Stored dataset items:
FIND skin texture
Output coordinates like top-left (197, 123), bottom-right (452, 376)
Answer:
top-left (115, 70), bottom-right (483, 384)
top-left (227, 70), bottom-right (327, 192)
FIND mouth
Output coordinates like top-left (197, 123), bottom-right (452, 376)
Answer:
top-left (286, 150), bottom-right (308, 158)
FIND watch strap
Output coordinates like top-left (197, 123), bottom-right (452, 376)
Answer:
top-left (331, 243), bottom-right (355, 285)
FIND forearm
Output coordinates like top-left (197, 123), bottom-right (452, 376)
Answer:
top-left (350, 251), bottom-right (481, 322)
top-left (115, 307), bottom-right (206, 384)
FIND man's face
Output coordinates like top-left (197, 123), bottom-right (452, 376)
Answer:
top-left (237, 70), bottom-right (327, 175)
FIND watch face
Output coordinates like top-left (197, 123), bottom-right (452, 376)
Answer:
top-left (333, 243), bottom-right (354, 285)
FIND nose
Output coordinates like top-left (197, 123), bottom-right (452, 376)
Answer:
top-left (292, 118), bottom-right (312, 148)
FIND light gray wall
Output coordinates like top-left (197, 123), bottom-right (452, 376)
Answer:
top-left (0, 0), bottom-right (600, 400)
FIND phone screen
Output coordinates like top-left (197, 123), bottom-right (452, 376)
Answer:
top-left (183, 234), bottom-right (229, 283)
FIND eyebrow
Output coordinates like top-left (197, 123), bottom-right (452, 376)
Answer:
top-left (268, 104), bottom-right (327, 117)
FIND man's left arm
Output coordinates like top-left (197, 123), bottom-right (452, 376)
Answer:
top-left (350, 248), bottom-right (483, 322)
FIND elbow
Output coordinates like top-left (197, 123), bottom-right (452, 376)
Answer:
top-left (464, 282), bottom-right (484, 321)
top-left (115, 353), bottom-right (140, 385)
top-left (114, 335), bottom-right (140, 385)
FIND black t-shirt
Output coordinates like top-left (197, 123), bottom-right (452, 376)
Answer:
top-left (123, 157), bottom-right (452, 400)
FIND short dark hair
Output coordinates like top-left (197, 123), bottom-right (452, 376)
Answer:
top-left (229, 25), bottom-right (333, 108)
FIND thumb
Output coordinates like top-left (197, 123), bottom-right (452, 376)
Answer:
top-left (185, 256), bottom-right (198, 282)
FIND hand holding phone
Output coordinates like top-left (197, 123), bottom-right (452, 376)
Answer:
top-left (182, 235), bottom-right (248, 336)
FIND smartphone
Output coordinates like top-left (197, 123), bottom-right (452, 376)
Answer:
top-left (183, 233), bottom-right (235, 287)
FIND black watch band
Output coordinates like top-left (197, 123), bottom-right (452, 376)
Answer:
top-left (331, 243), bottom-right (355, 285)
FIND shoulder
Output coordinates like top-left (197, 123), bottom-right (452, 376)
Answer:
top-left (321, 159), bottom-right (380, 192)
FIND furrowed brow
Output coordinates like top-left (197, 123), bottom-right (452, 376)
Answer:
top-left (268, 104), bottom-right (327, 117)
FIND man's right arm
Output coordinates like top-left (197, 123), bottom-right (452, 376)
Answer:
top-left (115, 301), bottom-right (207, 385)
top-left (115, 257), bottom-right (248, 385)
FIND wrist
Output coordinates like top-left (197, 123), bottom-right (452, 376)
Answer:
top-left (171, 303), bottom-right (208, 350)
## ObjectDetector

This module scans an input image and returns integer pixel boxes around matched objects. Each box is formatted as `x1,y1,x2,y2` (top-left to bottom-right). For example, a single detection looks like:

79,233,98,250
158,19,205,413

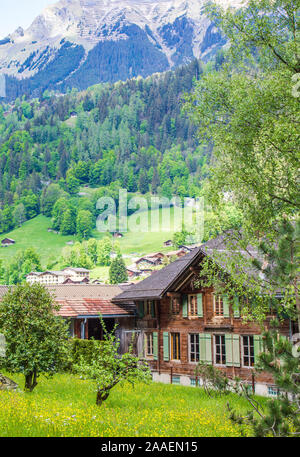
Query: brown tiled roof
0,284,135,317
56,298,133,317
113,248,203,303
113,233,257,303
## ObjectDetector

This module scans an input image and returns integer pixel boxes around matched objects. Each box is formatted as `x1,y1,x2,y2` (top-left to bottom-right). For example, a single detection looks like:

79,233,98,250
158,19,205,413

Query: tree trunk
96,389,110,406
24,370,37,392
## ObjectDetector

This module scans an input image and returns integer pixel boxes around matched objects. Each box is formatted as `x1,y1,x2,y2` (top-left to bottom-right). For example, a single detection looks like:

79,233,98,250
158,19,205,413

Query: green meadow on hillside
0,374,256,437
0,215,76,266
0,208,185,270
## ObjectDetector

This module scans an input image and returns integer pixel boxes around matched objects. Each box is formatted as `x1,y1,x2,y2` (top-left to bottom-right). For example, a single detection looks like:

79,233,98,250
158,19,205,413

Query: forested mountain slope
0,60,209,234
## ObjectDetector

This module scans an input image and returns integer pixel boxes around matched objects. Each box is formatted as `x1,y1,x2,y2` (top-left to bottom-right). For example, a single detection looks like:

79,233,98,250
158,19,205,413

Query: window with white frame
171,297,180,316
171,333,180,360
189,333,200,362
215,335,226,365
242,336,255,367
214,295,224,316
188,295,198,317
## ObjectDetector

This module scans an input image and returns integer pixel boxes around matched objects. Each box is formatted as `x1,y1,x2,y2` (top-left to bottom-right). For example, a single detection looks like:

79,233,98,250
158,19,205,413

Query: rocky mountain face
0,0,241,98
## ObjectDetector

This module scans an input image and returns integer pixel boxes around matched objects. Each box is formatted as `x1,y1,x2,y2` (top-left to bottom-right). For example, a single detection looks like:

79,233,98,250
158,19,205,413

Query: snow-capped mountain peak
0,0,243,97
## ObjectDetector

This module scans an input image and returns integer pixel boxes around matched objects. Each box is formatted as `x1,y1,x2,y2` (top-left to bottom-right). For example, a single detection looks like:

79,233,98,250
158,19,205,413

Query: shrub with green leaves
74,319,151,406
0,283,69,392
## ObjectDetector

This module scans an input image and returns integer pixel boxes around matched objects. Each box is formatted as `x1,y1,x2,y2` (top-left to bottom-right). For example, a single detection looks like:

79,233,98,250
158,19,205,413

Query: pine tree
228,321,300,437
109,254,128,284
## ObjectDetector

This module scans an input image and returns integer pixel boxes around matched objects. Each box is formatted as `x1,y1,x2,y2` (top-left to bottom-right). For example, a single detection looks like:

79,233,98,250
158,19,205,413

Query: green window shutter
199,333,212,364
151,300,155,317
182,294,188,317
137,301,145,319
225,335,233,367
253,335,263,363
163,332,170,362
197,294,203,317
222,295,229,317
233,295,240,318
232,335,241,367
153,332,158,360
199,333,206,362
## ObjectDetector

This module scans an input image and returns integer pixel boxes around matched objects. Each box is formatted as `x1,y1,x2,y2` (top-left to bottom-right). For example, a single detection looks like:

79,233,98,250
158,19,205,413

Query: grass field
0,209,183,270
0,374,255,437
0,215,76,267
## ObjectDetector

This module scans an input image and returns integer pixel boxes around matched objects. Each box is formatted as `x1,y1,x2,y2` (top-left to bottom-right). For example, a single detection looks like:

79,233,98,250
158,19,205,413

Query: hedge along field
0,374,255,437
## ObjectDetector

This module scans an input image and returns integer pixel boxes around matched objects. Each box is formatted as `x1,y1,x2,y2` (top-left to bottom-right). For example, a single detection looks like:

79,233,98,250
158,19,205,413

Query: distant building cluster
26,267,90,285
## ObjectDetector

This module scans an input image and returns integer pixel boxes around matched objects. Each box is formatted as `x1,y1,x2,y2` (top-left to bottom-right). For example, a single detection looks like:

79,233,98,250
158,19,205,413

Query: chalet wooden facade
113,235,291,395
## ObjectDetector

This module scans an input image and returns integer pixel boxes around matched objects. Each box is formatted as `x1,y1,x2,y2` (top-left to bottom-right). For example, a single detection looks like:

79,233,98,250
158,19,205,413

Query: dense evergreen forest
0,60,210,237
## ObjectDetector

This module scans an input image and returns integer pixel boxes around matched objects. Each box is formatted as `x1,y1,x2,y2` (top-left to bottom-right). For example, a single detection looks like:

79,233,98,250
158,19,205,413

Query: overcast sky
0,0,57,38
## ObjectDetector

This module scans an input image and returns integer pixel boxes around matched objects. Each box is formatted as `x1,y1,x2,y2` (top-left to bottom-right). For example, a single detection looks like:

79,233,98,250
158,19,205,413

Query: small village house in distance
112,236,297,395
26,267,90,285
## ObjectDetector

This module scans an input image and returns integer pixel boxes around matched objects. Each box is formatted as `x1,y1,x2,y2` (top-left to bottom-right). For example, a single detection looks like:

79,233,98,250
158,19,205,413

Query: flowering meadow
0,374,255,437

(WHAT YOU WILL DO) How many of the lines above contain the word "meadow"? Give only the number.

(RESULT OF THIS EXERCISE) 2